### SELECTION
============
Discussion followed about what the goals of the CSWA should be and how it can
help DPS women, in particular. It was noted that percentage of women in the
DPS, and astronomy as a whole, has not gone up in recent years. There is
still a retention problem, as well.
Other items of interest were:
(1) Mentoring - all felt this was an important and useful way to help keep
younger women in the field.
(2) Child Care at meetings. This was a particularly hot topic. The DPS
LOC's have not been helpful in finding or providing convenient child care.
The causes are many, but include:
(a) organizing committee members are not always local to the area
- New Orleans was a prime example
(b) lack of interest from the DPS membership
- this is partially due to no advertisement; members must individually
approach the LOC members to find arrangements
We suggest following the precedent of the AAS, which plans to have three trial
child care arrangements at future meetings. If successful, we think the DPS
should follow suit. It was also recommended that it be made clear to the LOC
that child care should be included in the planning logistics. This is also an
issue in some workplaces. A list of model universities/labs would be nice,
especially when suggestion how an institution can set up a plan themselves.
============
### ENTRIES SUPPLIED
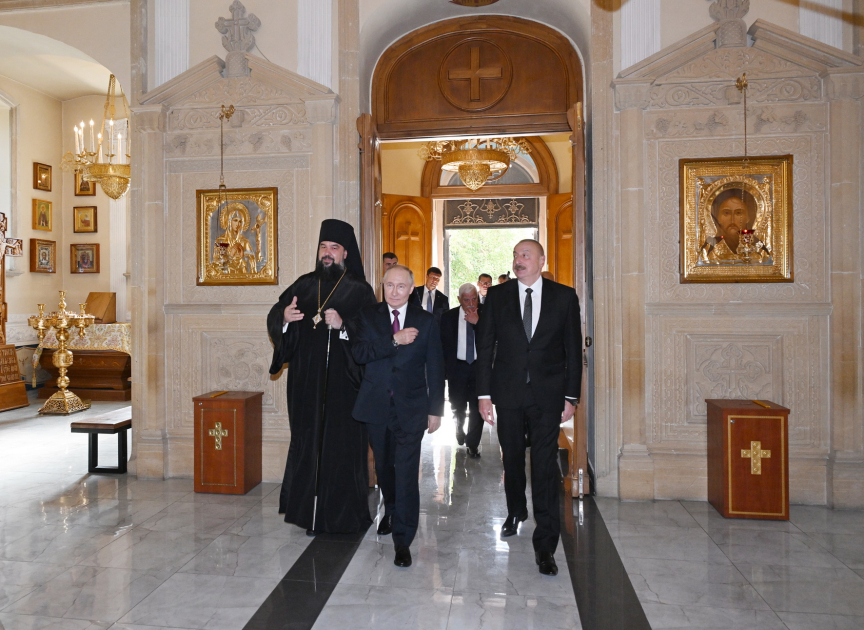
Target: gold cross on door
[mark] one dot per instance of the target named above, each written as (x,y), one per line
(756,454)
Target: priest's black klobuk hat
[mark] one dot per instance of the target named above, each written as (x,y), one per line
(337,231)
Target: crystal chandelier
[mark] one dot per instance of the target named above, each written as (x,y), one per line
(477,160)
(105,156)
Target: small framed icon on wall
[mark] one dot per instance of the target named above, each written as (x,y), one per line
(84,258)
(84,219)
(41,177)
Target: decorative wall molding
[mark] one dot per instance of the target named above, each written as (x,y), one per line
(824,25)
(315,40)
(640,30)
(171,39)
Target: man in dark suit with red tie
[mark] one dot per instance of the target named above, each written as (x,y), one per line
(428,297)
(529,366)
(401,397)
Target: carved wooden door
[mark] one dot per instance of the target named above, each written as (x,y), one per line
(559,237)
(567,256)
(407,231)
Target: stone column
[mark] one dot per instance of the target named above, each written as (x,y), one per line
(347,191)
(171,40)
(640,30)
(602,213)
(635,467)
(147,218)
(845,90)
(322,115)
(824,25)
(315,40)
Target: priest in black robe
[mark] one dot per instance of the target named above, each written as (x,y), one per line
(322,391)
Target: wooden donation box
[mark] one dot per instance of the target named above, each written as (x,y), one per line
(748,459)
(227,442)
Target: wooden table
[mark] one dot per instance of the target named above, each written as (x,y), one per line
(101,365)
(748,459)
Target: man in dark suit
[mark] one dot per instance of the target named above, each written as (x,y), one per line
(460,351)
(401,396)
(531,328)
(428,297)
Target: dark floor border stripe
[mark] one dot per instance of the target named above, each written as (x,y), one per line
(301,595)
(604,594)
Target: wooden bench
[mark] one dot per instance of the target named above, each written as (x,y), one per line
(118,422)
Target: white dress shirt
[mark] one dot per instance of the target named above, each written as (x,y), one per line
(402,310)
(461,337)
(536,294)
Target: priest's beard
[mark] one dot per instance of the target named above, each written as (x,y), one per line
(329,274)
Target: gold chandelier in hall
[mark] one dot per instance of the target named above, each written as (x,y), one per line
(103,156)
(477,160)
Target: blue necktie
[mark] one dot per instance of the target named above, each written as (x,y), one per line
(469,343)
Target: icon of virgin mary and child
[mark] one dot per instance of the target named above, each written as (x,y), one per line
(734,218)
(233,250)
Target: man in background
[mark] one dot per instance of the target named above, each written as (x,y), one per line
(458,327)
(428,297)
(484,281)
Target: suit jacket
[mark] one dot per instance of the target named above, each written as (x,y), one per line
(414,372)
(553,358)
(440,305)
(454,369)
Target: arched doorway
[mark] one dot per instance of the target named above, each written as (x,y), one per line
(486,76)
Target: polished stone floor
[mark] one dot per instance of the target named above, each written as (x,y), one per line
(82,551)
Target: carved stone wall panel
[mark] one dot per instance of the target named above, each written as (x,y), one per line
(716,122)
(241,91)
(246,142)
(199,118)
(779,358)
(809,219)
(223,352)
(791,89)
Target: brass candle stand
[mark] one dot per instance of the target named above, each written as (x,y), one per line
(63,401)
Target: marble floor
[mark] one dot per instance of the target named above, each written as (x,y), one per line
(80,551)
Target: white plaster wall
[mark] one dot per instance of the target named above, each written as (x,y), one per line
============
### TASKS TO COMPLETE
- A) Copy the meeting notes word for word, between "Discussion followed about" and "problem, as well.", inclusive.
- B) Answer these questions from the meeting notes:
(i) Which city is named as a prime example of organizing committee members not being local to the area?
(ii) How many trial child care arrangements does the AAS plan to have at future meetings?
(iii) What did all feel was an important and useful way to help keep younger women in the field?
The entries are separate material from the meeting notes.

### PER-TASK OUTPUTS
- A)
Discussion followed about what the goals of the CSWA should be and how it can
help DPS women, in particular. It was noted that percentage of women in the
DPS, and astronomy as a whole, has not gone up in recent years. There is
still a retention problem, as well.

- B)
(i) New Orleans
(ii) Three
(iii) Mentoring